### EXERCISE REQUIREMENTS
Duplicate the stretch from "The head judge" through "to the NSU." in the article about the NSU bombing probe.

### TEXT PASSAGE
The federal prosecutor has launched a probe into a bomb attack in 1999, which was allegedly carried out by the NSU members. The link first came to light during recent witness testimony in a high-profile neo-Nazi trial.

Germany's federal public prosecutor began an official investigation into a possible new link to a series of terror attacks allegedly committed by the right-wing extremist group, the National Socialist Underground (NSU) between 2000 and 2007.

The head judge overseeing the trial in the Munich court, Manfred Götzl, filed the request for an inquiry after witness testimony revealed the alleged link.

Federal Prosecutor Herbert Diemer confirmed that his office had begun the probe. However, he could not say why investigators had failed to reopen file on the 1999 bombing in Nuremberg while searching through unsolved cases over the past year for possible ties to the NSU.

"This case obviously fell through the cracks," said Diemer.

Witness continues bombing statement

Carsten S., whose full name has been withheld under German privacy guidelines, continued to answer questions on Wednesday about the Nuremberg bombing, which he had mentioned for the first time the previous day.

### RAW DATA
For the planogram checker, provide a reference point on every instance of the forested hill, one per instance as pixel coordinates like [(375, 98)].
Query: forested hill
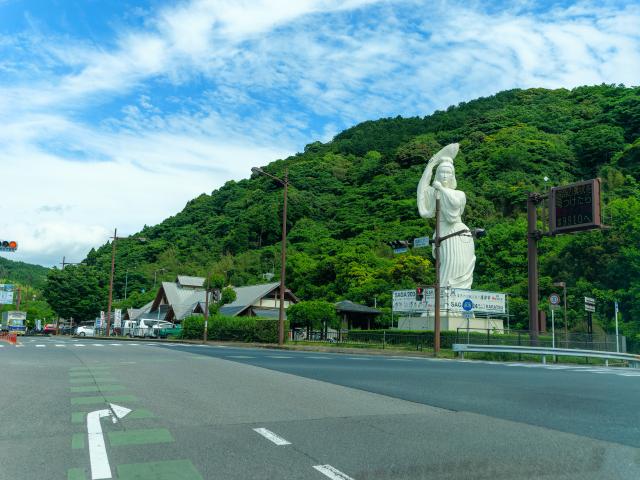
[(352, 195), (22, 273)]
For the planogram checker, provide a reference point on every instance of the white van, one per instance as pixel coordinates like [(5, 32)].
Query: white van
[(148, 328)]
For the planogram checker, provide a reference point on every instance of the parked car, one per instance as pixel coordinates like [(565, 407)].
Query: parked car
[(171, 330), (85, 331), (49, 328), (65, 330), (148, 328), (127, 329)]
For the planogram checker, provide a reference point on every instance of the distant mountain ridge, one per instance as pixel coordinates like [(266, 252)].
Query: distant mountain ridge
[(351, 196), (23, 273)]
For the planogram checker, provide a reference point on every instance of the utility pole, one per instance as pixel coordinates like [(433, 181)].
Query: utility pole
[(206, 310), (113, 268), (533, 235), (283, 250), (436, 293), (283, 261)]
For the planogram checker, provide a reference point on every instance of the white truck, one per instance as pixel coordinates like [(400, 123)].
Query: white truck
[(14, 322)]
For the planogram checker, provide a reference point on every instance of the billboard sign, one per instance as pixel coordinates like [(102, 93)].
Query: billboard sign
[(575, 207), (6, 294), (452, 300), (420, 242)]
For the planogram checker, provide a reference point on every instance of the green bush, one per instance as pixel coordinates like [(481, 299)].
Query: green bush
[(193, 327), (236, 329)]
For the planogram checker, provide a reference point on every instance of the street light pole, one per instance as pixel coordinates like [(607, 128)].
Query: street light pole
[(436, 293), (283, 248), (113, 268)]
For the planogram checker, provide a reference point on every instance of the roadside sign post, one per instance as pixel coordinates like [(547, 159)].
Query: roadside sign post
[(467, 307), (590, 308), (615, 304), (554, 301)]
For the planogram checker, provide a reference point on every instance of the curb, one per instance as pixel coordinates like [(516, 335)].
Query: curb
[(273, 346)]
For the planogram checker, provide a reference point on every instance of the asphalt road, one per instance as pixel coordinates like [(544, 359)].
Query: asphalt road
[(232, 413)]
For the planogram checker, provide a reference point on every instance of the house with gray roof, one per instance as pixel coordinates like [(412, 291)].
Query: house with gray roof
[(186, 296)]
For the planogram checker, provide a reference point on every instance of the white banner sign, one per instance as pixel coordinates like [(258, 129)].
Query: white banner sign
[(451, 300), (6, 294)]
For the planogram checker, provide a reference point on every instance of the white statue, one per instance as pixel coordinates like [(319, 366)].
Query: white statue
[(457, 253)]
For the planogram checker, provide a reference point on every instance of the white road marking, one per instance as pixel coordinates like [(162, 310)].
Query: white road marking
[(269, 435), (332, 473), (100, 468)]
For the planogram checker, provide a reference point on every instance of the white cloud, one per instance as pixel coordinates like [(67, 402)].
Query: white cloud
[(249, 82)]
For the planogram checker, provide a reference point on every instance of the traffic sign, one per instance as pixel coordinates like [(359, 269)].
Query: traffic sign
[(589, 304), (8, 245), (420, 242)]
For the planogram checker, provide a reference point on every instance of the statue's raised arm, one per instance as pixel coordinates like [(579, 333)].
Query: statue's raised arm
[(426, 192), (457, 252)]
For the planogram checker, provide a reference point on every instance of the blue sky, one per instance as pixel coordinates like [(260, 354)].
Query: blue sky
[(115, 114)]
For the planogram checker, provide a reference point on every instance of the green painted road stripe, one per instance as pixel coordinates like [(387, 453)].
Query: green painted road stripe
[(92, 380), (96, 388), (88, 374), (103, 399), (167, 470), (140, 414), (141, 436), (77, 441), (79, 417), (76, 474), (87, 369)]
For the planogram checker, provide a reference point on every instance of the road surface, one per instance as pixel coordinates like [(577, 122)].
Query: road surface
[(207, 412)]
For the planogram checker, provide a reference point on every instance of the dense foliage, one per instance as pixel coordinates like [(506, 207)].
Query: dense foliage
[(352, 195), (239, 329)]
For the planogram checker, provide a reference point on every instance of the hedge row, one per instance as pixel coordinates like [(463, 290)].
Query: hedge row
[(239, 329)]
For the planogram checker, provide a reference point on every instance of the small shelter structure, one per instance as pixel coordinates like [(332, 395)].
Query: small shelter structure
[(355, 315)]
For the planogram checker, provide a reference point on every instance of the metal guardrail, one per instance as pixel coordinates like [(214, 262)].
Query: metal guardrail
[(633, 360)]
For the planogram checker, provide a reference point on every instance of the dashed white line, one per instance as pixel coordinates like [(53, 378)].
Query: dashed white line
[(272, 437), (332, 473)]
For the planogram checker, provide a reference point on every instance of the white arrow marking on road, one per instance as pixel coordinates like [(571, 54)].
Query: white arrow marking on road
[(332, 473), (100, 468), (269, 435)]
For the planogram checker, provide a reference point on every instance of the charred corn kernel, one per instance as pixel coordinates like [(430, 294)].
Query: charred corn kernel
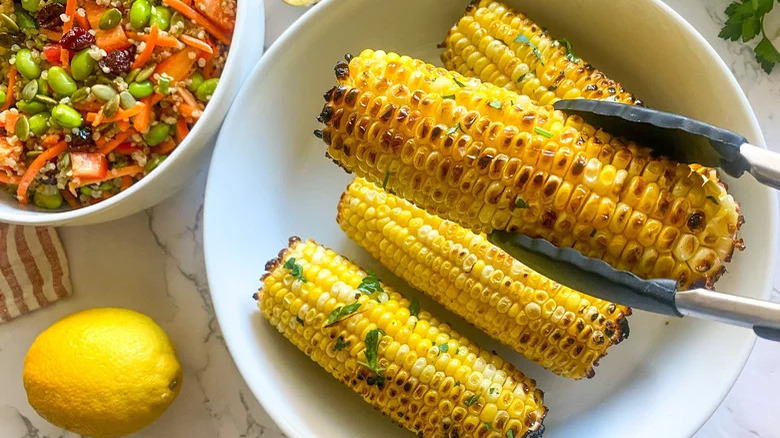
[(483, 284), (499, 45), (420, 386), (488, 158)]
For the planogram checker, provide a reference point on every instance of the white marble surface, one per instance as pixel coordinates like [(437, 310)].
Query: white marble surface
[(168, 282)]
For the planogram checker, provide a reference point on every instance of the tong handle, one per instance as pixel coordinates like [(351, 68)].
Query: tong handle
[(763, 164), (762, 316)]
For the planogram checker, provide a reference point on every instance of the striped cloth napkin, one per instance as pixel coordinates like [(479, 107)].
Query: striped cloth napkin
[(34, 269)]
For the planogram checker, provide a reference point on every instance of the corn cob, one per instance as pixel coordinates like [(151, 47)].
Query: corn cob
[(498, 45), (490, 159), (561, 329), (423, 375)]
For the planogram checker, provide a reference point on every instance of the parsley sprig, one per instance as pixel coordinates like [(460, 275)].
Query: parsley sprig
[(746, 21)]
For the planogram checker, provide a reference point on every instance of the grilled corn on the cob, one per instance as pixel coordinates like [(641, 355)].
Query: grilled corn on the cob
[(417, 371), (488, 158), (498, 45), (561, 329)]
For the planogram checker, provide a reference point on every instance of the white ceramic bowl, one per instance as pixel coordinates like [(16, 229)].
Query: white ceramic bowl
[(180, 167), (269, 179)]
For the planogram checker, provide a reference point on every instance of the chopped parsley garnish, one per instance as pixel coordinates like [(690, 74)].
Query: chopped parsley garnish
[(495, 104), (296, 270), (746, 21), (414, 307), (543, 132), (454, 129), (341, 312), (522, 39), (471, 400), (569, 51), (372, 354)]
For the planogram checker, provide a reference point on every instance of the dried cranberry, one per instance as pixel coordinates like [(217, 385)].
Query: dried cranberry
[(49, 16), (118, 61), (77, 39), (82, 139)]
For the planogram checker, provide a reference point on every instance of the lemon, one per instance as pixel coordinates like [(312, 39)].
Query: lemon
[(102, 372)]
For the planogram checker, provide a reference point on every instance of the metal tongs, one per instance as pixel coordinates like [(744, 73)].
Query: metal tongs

### EXERCISE RESULT
The head judge overseeing the trial in the Munich court, Manfred Götzl, filed the request for an inquiry after witness testimony revealed the alleged link.

Federal Prosecutor Herbert Diemer confirmed that his office had begun the probe. However, he could not say why investigators had failed to reopen file on the 1999 bombing in Nuremberg while searching through unsolved cases over the past year for possible ties to the NSU.